#### [Task requirements]
Which of the lines below hold the word "target"? Pull each of them out.

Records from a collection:
----------------
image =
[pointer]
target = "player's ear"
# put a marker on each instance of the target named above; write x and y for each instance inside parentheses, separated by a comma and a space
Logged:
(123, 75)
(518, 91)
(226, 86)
----------------
#### [Response for this exercise]
target = "player's ear"
# put a marker on each instance of the target named above; write x and y for each instance inside parentheses, separated by a comma and a space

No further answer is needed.